**DOCUMENT TEXT:**
It still didn't work.

and this:

  ICR1H = highByte(4999);
  ICR1L = lowByte(4999);

I could only heard some noise form the servo.

Explain what you think you're sending to the servo...

The output of OCR1A and OCR1B, is that right?

NO, I didn't set it this way, it just requested from the data sheet.

Tel us what signal you think is getting sent to the servos

There are some problems when setting the registers. You must not use the |= operator, because there are bits set from arduino initializing, that must be cleared. Therefore use the '=' operator to set the control registers.
With a prescaler of 64, TOP must be set to 5000 to get a 20ms refresh rate.
Using 16-bit registers is ok, the compiler handles this correctly.

**TASKS TO PERFORM:**
[1] In the servo timer discussion, which operator must not be used to set the control registers?
[2] Write the next part of the servo timer discussion, picking up after its final sentence.
The lines after this point are separate material with no connection to the servo timer discussion.

**STUDY MATERIAL:**

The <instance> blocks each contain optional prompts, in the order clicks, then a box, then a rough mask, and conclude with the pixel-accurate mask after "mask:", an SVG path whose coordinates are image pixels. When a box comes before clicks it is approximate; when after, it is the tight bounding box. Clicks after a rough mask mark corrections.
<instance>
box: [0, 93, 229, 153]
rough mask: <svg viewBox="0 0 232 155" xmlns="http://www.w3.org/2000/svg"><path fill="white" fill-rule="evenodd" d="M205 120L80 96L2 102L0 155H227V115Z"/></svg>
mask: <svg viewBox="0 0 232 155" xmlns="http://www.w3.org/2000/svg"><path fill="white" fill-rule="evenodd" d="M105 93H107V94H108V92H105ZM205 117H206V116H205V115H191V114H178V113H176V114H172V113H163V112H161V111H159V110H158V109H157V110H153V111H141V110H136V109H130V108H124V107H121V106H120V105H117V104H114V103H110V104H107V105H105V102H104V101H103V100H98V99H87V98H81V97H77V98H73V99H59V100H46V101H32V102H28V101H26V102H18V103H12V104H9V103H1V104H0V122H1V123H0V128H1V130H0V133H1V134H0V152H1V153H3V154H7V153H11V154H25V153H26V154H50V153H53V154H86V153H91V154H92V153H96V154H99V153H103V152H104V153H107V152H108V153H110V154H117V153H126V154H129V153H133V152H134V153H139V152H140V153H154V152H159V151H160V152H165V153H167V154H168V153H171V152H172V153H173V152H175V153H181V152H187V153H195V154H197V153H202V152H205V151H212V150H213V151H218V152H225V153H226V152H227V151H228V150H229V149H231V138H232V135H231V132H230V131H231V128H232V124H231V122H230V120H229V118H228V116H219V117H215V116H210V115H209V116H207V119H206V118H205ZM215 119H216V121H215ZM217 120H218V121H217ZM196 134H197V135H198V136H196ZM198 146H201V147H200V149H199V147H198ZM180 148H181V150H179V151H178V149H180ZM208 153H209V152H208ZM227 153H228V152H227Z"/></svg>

...

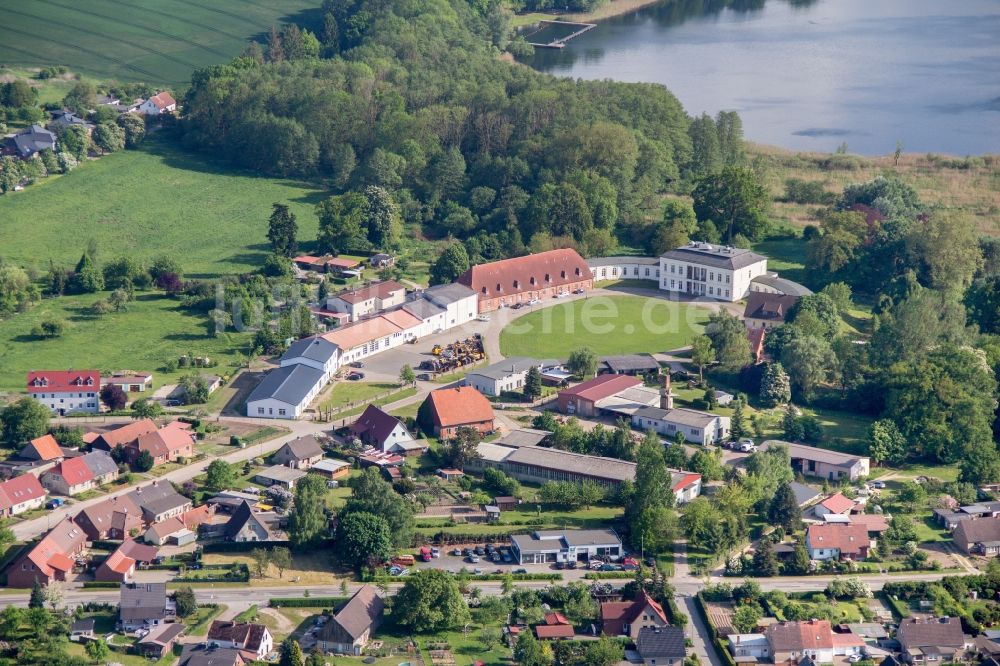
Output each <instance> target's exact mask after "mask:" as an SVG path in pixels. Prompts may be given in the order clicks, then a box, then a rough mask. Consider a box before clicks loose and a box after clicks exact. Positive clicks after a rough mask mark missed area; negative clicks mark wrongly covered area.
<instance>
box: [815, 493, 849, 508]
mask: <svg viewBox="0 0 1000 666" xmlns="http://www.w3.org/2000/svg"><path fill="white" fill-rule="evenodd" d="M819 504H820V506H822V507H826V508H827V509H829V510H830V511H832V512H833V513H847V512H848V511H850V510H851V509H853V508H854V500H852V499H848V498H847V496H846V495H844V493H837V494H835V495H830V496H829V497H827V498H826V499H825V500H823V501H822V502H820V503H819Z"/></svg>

**SOLVED TASKS:**
[1] The |= operator must not be used.

[2]
Try this:

  TCCR1A=(1<<COM1A1)|(1<<COM1B1)|(1<<WGM11);        //NON Inverted PWM 
  TCCR1B=(1<<WGM13)|(1<<WGM12)|(1<<CS11)|(1<<CS10); //PRESCALER=64 MODE=14(FAST PWM)
  pinMode(9,OUTPUT);
  pinMode(10,OUTPUT);
  ICR1=5000;  //fPWM=50Hz

N.B. You can have a better resolution with a prescaler of 8 and a TOP value of 40000.

In remote-controlled model flight, PPM is a mutliplex signal from the receiver that contains the information for all connected servos. Each individual servo receives a pure PWM signal, whereby the servo position does not depend on the pulse-pause ratio, but on the absolute pulse length ( 1..2ms ) with a constant repetition rate of 20ms ( the repetition rate is less important and may vary a bit without changing the servo position ).
And that's exactly what the timer creates. The timer pulses are much more stable than the ISR created pulses of the servo library.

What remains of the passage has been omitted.